## The problem:
Transcribe each entry. Change nothing.

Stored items
-- Opening Marker --

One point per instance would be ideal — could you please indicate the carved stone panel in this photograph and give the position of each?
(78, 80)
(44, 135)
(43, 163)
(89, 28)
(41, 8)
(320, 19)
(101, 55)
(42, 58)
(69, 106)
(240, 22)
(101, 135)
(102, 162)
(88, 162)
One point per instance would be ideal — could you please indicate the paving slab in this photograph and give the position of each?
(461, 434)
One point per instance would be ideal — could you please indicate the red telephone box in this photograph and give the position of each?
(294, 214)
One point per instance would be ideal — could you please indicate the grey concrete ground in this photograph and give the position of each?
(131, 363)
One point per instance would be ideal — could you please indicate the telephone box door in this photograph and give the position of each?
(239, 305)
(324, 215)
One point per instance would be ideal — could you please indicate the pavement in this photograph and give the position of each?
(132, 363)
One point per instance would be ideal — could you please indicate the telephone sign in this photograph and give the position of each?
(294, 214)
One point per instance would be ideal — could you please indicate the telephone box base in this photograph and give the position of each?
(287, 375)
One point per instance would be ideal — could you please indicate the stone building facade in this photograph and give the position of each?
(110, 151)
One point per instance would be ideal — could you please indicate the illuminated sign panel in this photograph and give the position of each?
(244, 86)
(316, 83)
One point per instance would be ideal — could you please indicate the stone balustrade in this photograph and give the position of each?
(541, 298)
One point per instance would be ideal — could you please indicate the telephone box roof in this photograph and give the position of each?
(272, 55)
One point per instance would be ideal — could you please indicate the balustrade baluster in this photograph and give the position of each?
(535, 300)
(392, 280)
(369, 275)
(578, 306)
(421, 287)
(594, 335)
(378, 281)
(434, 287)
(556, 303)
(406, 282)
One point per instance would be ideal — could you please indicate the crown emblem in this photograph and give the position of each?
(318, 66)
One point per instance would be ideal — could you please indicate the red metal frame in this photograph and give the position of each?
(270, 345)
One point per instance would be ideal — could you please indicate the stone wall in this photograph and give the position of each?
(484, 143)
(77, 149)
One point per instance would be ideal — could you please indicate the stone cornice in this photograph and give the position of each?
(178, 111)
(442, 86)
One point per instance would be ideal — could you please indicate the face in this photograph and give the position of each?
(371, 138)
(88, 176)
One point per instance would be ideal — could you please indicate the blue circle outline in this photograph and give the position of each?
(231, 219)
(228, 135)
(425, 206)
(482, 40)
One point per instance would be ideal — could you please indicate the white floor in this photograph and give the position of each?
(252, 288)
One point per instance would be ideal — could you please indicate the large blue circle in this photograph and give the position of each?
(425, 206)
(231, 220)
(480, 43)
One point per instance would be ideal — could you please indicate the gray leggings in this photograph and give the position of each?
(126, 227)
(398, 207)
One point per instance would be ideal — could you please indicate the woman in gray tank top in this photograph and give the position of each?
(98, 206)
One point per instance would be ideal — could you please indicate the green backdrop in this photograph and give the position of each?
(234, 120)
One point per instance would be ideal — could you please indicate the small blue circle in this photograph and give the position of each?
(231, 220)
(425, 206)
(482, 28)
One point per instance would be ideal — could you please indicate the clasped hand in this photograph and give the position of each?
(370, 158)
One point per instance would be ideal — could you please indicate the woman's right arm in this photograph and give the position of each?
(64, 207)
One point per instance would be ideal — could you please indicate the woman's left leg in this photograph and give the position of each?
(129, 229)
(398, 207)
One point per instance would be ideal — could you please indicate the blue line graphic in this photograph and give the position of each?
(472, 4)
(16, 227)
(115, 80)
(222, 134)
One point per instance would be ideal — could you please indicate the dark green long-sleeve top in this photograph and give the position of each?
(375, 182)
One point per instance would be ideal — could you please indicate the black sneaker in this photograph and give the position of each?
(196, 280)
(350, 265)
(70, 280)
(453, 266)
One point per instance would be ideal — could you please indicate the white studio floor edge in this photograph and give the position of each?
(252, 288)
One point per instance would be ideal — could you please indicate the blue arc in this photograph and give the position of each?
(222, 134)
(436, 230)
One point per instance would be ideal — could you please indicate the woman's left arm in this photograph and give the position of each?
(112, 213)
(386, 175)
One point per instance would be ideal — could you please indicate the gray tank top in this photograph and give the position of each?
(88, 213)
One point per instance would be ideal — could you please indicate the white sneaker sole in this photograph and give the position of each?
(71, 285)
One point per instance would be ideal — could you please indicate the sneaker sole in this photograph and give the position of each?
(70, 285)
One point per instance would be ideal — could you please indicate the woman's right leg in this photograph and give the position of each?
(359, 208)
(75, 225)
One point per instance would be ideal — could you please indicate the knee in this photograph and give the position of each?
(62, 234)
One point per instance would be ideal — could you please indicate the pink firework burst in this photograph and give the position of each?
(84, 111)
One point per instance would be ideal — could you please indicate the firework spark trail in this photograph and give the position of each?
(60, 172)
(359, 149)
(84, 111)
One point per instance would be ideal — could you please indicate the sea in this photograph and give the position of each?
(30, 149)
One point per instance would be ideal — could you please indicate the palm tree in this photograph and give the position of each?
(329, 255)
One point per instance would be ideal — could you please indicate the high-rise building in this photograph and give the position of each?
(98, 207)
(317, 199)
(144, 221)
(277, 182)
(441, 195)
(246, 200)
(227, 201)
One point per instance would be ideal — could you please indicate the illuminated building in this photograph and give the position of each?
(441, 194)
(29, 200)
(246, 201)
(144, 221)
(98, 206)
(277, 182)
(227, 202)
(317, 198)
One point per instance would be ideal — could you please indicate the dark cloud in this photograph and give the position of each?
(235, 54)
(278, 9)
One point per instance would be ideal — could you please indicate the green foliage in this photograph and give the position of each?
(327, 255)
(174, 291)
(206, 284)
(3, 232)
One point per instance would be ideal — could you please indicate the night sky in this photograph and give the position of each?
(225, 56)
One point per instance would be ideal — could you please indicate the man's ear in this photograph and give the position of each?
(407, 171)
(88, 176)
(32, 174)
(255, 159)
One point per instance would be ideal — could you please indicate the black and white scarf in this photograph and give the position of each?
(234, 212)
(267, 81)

-- Closing Marker --

## Completed task:
One point per instance would be ideal — could you please indicate the carved stone panel in this photograph and give the position of each?
(78, 80)
(44, 135)
(43, 163)
(89, 28)
(41, 8)
(320, 19)
(101, 55)
(42, 58)
(69, 106)
(240, 22)
(101, 135)
(102, 162)
(88, 162)
One point per instance would be ideal — could you please indicate the paving slab in this photograph and give the position of each?
(461, 434)
One point per instance would be ideal — could you please indicate the red telephone box in this photograph and give the position of each?
(294, 214)
One point per instance would be ideal — could you please indicate the grey concrete ground in this photograph and give the position of each?
(131, 363)
One point per instance would be ideal — could you please indicate the telephone box door in this photograph and give the position of each?
(239, 305)
(324, 215)
One point per instance would be ideal — could you please indicate the pavement in this photograph and give the position of each?
(132, 363)
One point per instance would be ideal — could you please indicate the telephone sign in this photograph and give the position of each?
(294, 214)
One point per instance would be ideal — could you please indicate the telephone box base in this photograph and give the position of each?
(287, 375)
One point per instance would be ideal — could you please indicate the stone building facade in this photograph and give the position of each?
(110, 151)
One point per instance would be ideal — could you please indicate the illuminated sign panel in this photograph and give the position of each?
(244, 86)
(316, 83)
One point per instance would be ideal — could you please indicate the stone balustrade in this photograph and give the position of each?
(541, 298)
One point per instance would be ideal — could you please indicate the telephone box roof in this photograph and give the position of each?
(272, 55)
One point per instance would be ideal — could you please indicate the balustrade baluster in this photograph and give the position of each?
(535, 300)
(392, 280)
(369, 275)
(578, 306)
(421, 287)
(594, 335)
(378, 281)
(434, 287)
(556, 303)
(406, 282)
One point per instance would be ideal — could you please indicate the crown emblem in this photograph and give the position of each?
(318, 66)
One point per instance would be ideal — could you please indicate the red metal frame in this photograph and give the position of each?
(270, 345)
One point per instance would be ideal — could you please indicate the stone wall in this photograph and give the position of each?
(484, 143)
(77, 149)
One point per instance would be ideal — could you please indicate the stone cornice in this photograph and give the position of each?
(178, 111)
(442, 86)
One point per instance would be ideal — could you please indicate the face in this photograph and give the position of each?
(371, 138)
(88, 176)
One point per instance would be ideal — could you please indicate the blue circle outline in this photograph and give the position of each?
(231, 219)
(228, 135)
(425, 206)
(482, 40)
One point per instance would be ideal — could you please indicate the white floor in this photograph and give the position of each?
(252, 288)
One point per instance would be ideal — could you please indicate the large blue circle in this photograph and give the position of each?
(425, 206)
(231, 220)
(480, 43)
One point per instance would be ideal — could you please indicate the gray leggings in this photograph and give the position of each?
(126, 227)
(398, 207)
One point per instance would be ideal — could you please indicate the woman in gray tank top in this photograph and give the position of each?
(98, 206)
One point per instance would be ideal — could you please indicate the green backdrop in this photograph and give the position of each?
(234, 120)
One point per instance would be ideal — could you please indicate the small blue circle in this photograph and give the position of each?
(231, 220)
(425, 206)
(482, 28)
One point per instance would be ideal — could you please indicate the clasped hand in this photograph and give the position of each?
(370, 158)
One point per instance would be ideal — could you please indicate the woman's right arm in this photograph and give the position of each?
(64, 207)
One point per instance would be ideal — could you please indicate the woman's left leg in this photograph and give the position of each?
(129, 229)
(398, 207)
One point per instance would be ideal — could you please indicate the blue line graphic in this photograph and give the position of each?
(472, 4)
(16, 227)
(115, 80)
(222, 134)
One point per instance would be ideal — could you please indicate the dark green long-sleeve top in this photograph and give the position of each?
(375, 182)
One point per instance would be ideal — could you please indicate the black sneaker in this photograph and give the position of each?
(196, 280)
(350, 265)
(70, 280)
(453, 266)
One point per instance would be ideal — could you please indicate the white studio floor edge in this photograph and give the position of each?
(252, 288)
One point per instance would be ideal — could you please indicate the blue arc in this photograph and give the position of each?
(222, 134)
(436, 230)
One point per instance would be ideal — could you please indicate the woman's left arm in this photograph and give the position of each?
(112, 213)
(386, 175)
One point per instance would be ideal — could you please indicate the gray tank top in this photograph and give the position of each?
(88, 213)
One point per instance would be ideal — could you please indicate the white sneaker sole in this photograph and give the position of each?
(71, 285)
One point per instance would be ideal — could you please indicate the sneaker sole in this photograph and give the position of each?
(70, 285)
One point per instance would be ideal — could you please indicate the woman's right leg in this photograph and give the position of each?
(359, 208)
(75, 225)
One point per instance would be ideal — could you please indicate the knee in this photograph and give the position of each?
(62, 234)
One point per instance would be ideal — could you please indicate the pink firework burst in this photograph and give the position of each?
(84, 111)
One point per instance would be ideal — could you please indicate the firework spark trail in this photograph and give the position of each?
(60, 172)
(359, 149)
(84, 111)
One point per instance would be ideal — could you please indicate the sea in this photograph and give the position of each?
(30, 149)
One point per instance would be ideal — could you please indicate the palm tree in this photograph and give the position of each?
(329, 255)
One point per instance would be ideal — could you please indicate the high-rise building in this photograph and give the position of each?
(98, 207)
(317, 199)
(144, 221)
(277, 182)
(441, 195)
(246, 200)
(227, 201)
One point per instance would be ideal — could you please indicate the illuminated building in this photograph and give the position of each?
(441, 194)
(29, 200)
(246, 201)
(144, 221)
(98, 206)
(277, 182)
(227, 202)
(317, 198)
One point per instance would be ideal — could you please indicate the dark cloud in this photograph and give the position of each?
(235, 54)
(278, 9)
One point per instance would be ideal — could you please indicate the green foliage in this photograph and give the position of each?
(327, 255)
(174, 291)
(206, 284)
(3, 232)
One point per instance would be ideal — could you please indicate the night sky in this photograph and give the position of each?
(225, 56)
One point per instance would be ideal — could you please indicate the man's ear in this photograph and give the position of each?
(407, 171)
(88, 176)
(32, 174)
(255, 159)
One point per instance would be ideal — could you please indicate the black and white scarf in this photograph and give the position of each?
(234, 212)
(267, 81)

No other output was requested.